**記述問題 A:** エントリーのうち、文字列「people」を含む行をすべて選び出す。大文字と小文字は区別する。

━━━━━━━━━━━━━━━━

2004年、映画「オーバードライヴ」に主演。天才的なギターテクニックを持っているが、うぬぼれが激しい主人公・弦役を演じた。

人気絶頂のユニット、「ゼロデシベル」のギタリスト・弦は、記者会見の席上、ヴォーカルの美潮(鈴木蘭々)に、突然クビを宣告され、ひょんなことから津軽三味線の世界に没入することに…という展開。

「津軽三味線をあのときに覚えられたのはすごく良かったです。いわゆる音楽系の会社でもあるから、三味線も本当は弾けないけど“当て振り”(演奏部分を録音済の音源を使い、演奏するフリをする)ということはやりたくないと言って。

3カ月ぐらい三味線の稽古期間があって、『本当に弾けるようになるまでは撮影に入りませんから』って言われていたんです。後々聞いたらキャスティングのときに、ギターが弾ける役者にするか、三味線弾きに芝居を覚えさせるか…という2択で議論があったらしいんです。

━━━━━━━━━━━━━━━━

**記述問題 B:** 映画『オーバードライヴ』についての上の文章から、「2004年、映画「オーバード」で始まり「没入することに…という展開。」まで続く部分をそのまま書き写す。

**与えられた情報:**

━━━━━━━━━━━━━━━━

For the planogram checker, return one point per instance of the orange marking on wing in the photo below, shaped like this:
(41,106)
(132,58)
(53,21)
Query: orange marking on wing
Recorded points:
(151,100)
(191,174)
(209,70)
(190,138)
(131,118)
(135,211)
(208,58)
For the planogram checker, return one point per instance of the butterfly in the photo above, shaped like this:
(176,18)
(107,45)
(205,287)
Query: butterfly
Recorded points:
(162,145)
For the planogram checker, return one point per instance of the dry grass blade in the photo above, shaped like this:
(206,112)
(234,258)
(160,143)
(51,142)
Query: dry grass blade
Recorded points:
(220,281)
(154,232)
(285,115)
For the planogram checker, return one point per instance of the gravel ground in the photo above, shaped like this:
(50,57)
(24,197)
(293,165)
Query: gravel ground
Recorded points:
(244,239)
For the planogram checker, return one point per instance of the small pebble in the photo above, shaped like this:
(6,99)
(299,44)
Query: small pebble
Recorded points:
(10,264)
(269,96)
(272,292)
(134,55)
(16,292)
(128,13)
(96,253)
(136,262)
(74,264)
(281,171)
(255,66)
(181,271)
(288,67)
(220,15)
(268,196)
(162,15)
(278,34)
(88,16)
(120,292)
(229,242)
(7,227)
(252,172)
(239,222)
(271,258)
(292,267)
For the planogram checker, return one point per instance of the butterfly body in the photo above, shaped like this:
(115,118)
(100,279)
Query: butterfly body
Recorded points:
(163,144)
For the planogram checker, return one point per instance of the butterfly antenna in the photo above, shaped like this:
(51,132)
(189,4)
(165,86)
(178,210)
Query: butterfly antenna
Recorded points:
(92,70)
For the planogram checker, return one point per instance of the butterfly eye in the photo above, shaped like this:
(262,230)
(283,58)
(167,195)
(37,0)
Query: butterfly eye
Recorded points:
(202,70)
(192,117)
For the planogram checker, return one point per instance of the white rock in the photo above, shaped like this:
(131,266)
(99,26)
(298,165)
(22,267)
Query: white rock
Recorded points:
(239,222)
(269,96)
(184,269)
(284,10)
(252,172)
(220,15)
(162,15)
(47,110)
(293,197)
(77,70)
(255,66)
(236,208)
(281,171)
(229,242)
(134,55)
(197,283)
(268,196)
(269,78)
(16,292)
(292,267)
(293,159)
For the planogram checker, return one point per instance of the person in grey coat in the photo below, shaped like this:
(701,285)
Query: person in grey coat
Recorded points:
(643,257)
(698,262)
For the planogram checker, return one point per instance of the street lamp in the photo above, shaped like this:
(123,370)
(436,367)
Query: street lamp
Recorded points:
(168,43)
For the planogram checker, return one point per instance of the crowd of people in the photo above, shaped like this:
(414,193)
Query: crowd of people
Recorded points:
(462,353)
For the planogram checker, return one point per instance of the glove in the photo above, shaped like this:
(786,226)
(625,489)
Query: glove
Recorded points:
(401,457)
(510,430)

━━━━━━━━━━━━━━━━

**解答全文 A:**
For the planogram checker, return one point per instance of the crowd of people in the photo above, shaped like this:
Query: crowd of people

**解答全文 B:**
2004年、映画「オーバードライヴ」に主演。天才的なギターテクニックを持っているが、うぬぼれが激しい主人公・弦役を演じた。

人気絶頂のユニット、「ゼロデシベル」のギタリスト・弦は、記者会見の席上、ヴォーカルの美潮(鈴木蘭々)に、突然クビを宣告され、ひょんなことから津軽三味線の世界に没入することに…という展開。